Data entries →
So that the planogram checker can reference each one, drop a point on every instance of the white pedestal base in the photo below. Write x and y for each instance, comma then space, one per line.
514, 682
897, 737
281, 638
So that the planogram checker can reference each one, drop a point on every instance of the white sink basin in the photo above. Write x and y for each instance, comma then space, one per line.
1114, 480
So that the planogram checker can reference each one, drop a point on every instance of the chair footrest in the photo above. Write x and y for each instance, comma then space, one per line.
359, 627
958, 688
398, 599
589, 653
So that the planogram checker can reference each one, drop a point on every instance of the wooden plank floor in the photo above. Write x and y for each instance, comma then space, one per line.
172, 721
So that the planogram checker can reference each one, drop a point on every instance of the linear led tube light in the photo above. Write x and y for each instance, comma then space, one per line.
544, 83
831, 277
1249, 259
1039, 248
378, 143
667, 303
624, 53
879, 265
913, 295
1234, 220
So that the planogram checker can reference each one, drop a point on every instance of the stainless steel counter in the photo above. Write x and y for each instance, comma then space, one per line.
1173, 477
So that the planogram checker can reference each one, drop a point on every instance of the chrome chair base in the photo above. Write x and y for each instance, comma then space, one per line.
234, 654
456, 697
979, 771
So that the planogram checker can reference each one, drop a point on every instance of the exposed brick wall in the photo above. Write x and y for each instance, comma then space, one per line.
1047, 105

What you need to do → Once the line that contains "of the exposed" is found, please give it again exactly, along with each line that comes after it, through the last line of the entries.

Solution →
So that the planogram checker can reference each one, drop a point on every instance of the exposed brick wall in the photo above. Write x and y for each instance, comma then space, one per line.
1047, 105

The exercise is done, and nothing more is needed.